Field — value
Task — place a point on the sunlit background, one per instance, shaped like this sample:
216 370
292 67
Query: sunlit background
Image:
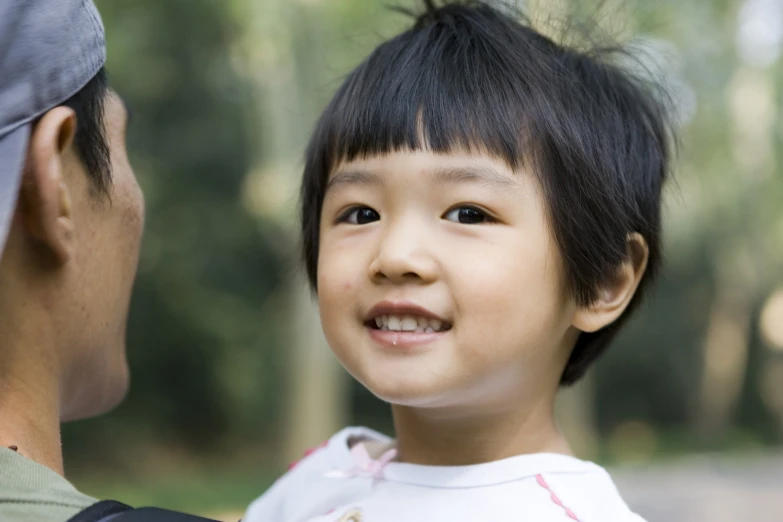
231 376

----

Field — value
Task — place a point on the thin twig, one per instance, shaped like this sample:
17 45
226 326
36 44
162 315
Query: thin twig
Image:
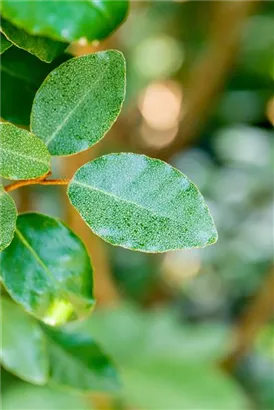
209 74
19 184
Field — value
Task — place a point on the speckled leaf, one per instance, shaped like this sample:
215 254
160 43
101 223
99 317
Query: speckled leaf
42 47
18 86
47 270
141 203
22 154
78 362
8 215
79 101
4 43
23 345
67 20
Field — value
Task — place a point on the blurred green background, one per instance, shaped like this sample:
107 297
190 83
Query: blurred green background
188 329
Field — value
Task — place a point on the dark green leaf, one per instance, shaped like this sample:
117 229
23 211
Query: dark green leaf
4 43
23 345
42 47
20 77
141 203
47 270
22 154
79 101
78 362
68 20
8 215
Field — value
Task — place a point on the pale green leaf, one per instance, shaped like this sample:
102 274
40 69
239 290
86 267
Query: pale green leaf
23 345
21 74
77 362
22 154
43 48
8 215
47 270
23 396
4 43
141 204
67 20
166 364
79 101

----

▶ [Aim of the task] Locate every line in the records above that contains the string "sunlit", matching case exactly, and copy each of those lines out.

▶ [Final result]
Task — place a point on the sunlit background, one per instance, shaped like this sample:
Query: sunlit background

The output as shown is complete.